[Goal]
Could you rewrite the records below, swapping "meteor streak" for "light trail" and leaving everything else untouched?

[Supplied records]
========================
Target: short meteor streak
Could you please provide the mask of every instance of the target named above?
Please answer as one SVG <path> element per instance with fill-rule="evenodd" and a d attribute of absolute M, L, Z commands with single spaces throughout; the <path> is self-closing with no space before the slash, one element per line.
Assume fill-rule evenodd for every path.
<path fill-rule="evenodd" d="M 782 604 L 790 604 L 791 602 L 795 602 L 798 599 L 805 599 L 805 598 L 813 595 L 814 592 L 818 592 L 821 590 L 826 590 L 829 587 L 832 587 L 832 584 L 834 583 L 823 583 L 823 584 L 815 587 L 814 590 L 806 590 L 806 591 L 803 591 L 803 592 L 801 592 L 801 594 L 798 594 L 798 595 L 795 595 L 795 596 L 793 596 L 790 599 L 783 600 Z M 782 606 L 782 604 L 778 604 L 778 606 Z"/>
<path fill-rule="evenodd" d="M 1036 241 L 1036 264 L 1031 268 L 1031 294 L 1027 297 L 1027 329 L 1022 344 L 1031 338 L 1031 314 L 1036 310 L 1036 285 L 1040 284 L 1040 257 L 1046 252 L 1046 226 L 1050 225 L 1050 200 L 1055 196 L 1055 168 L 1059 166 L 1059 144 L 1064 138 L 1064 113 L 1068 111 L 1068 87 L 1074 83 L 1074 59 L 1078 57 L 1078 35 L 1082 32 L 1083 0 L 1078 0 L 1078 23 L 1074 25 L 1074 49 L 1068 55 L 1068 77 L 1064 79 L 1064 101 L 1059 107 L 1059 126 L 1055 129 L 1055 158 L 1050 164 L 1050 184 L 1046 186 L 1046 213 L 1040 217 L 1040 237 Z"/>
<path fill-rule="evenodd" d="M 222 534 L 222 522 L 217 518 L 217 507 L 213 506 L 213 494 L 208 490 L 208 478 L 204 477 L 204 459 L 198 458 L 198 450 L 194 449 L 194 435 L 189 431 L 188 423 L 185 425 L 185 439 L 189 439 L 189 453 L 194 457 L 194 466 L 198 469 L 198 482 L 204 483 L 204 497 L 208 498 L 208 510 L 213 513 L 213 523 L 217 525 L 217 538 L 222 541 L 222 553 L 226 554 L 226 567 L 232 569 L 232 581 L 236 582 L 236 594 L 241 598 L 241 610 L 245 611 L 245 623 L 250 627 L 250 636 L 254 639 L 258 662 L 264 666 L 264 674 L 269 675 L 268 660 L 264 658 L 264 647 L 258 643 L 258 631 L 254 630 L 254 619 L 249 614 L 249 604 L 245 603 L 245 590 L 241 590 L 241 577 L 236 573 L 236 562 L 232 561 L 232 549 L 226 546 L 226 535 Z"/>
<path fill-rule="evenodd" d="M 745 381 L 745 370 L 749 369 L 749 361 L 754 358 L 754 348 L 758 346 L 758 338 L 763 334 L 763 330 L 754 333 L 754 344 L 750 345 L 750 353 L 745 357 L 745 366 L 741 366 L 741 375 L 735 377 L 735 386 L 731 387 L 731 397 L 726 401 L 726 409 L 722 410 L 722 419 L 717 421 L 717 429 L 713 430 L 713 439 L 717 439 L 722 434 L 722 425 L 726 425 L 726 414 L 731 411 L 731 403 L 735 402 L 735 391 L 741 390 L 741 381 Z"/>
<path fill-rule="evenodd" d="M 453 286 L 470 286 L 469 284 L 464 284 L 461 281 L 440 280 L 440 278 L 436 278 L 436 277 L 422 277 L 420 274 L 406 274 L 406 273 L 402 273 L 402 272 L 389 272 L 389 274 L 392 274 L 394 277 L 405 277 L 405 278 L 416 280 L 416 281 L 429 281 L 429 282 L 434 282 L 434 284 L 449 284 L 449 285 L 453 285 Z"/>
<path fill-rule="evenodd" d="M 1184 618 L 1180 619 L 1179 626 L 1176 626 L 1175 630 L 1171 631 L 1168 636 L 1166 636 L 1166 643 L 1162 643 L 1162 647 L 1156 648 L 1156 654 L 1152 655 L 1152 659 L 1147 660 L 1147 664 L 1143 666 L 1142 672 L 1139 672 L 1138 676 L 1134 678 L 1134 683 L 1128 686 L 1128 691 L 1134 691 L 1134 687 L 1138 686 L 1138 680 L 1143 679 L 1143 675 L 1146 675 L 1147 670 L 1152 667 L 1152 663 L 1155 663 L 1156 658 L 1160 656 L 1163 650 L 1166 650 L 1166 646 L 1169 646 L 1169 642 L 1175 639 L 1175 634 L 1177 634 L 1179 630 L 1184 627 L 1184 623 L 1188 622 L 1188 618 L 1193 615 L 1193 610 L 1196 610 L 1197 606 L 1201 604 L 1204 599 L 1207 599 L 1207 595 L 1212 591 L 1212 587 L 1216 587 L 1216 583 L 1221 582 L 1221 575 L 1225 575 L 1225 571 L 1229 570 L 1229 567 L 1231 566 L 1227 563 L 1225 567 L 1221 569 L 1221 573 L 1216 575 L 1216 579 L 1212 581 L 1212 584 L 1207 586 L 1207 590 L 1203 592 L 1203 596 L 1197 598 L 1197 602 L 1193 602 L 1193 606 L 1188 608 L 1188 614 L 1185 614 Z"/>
========================
[Solution below]
Target: short light trail
Could you please provide the mask of every instance of the target named above?
Please answer as one SVG <path> element per instance with fill-rule="evenodd" and a d attribute of absolute M, L, Z commands with single spaces throughout; the <path> is self-closing with no space before the slash, one element per line.
Assume fill-rule evenodd for every path.
<path fill-rule="evenodd" d="M 782 604 L 790 604 L 791 602 L 795 602 L 798 599 L 805 599 L 805 598 L 813 595 L 814 592 L 818 592 L 821 590 L 826 590 L 829 587 L 832 587 L 832 584 L 834 583 L 823 583 L 823 584 L 815 587 L 814 590 L 806 590 L 806 591 L 803 591 L 803 592 L 801 592 L 801 594 L 798 594 L 798 595 L 795 595 L 795 596 L 793 596 L 790 599 L 783 600 Z M 782 606 L 782 604 L 778 604 L 778 606 Z"/>
<path fill-rule="evenodd" d="M 1036 241 L 1036 264 L 1031 268 L 1031 294 L 1027 297 L 1027 329 L 1022 344 L 1031 338 L 1031 314 L 1036 310 L 1036 285 L 1040 284 L 1040 257 L 1046 252 L 1046 226 L 1050 225 L 1050 200 L 1055 196 L 1055 168 L 1059 166 L 1059 144 L 1064 138 L 1064 113 L 1068 111 L 1068 87 L 1074 83 L 1074 59 L 1078 57 L 1078 35 L 1082 32 L 1083 0 L 1078 0 L 1078 23 L 1074 25 L 1074 49 L 1068 55 L 1068 77 L 1064 79 L 1064 101 L 1059 107 L 1059 126 L 1055 129 L 1055 158 L 1050 164 L 1050 184 L 1046 186 L 1046 213 L 1040 217 L 1040 237 Z"/>
<path fill-rule="evenodd" d="M 222 534 L 222 522 L 217 518 L 217 507 L 213 506 L 213 494 L 208 490 L 208 478 L 204 477 L 204 459 L 198 458 L 198 450 L 194 449 L 194 435 L 189 431 L 188 423 L 185 425 L 185 439 L 189 439 L 189 453 L 194 457 L 194 466 L 198 469 L 198 482 L 204 483 L 204 497 L 208 498 L 208 510 L 213 513 L 213 523 L 217 525 L 217 538 L 222 541 L 222 553 L 226 554 L 226 567 L 232 569 L 232 581 L 236 582 L 236 594 L 241 598 L 241 610 L 245 611 L 245 623 L 250 627 L 250 636 L 254 639 L 258 662 L 264 666 L 264 674 L 269 675 L 268 660 L 264 658 L 264 647 L 258 643 L 258 631 L 254 630 L 254 619 L 249 614 L 249 604 L 245 603 L 245 590 L 241 590 L 241 577 L 236 573 L 236 562 L 232 561 L 232 549 L 226 546 L 226 535 Z"/>
<path fill-rule="evenodd" d="M 745 381 L 745 370 L 749 369 L 749 361 L 754 358 L 754 348 L 758 346 L 758 338 L 763 334 L 763 330 L 754 333 L 754 344 L 750 345 L 750 353 L 745 357 L 745 366 L 741 366 L 741 375 L 735 377 L 735 386 L 731 387 L 731 397 L 726 401 L 726 409 L 722 410 L 722 419 L 717 421 L 717 429 L 713 430 L 713 439 L 717 439 L 722 434 L 722 425 L 726 425 L 726 414 L 731 411 L 731 403 L 735 402 L 735 391 L 741 390 L 741 381 Z"/>
<path fill-rule="evenodd" d="M 453 286 L 470 286 L 469 284 L 464 284 L 461 281 L 440 280 L 440 278 L 436 278 L 436 277 L 422 277 L 420 274 L 406 274 L 406 273 L 402 273 L 402 272 L 389 272 L 389 274 L 392 274 L 394 277 L 405 277 L 405 278 L 416 280 L 416 281 L 429 281 L 429 282 L 434 282 L 434 284 L 449 284 L 449 285 L 453 285 Z"/>
<path fill-rule="evenodd" d="M 1184 618 L 1180 619 L 1179 626 L 1176 626 L 1175 630 L 1171 631 L 1168 636 L 1166 636 L 1166 643 L 1162 643 L 1162 647 L 1156 648 L 1156 654 L 1152 655 L 1152 659 L 1147 660 L 1147 664 L 1143 666 L 1142 672 L 1139 672 L 1138 676 L 1134 678 L 1134 683 L 1128 686 L 1128 691 L 1134 691 L 1134 687 L 1138 686 L 1138 680 L 1143 679 L 1143 675 L 1146 675 L 1147 670 L 1152 667 L 1152 663 L 1155 663 L 1156 658 L 1160 656 L 1163 650 L 1166 650 L 1166 646 L 1169 646 L 1169 642 L 1175 639 L 1175 634 L 1177 634 L 1179 630 L 1184 627 L 1184 623 L 1188 622 L 1188 618 L 1193 615 L 1193 610 L 1196 610 L 1197 606 L 1201 604 L 1204 599 L 1207 599 L 1207 595 L 1212 591 L 1212 587 L 1216 587 L 1216 583 L 1221 582 L 1221 575 L 1225 575 L 1225 571 L 1229 570 L 1229 567 L 1231 566 L 1227 563 L 1225 567 L 1221 569 L 1221 573 L 1216 575 L 1216 579 L 1212 581 L 1212 584 L 1207 586 L 1207 590 L 1203 592 L 1203 596 L 1197 598 L 1197 602 L 1193 602 L 1193 606 L 1188 608 L 1188 614 L 1185 614 Z"/>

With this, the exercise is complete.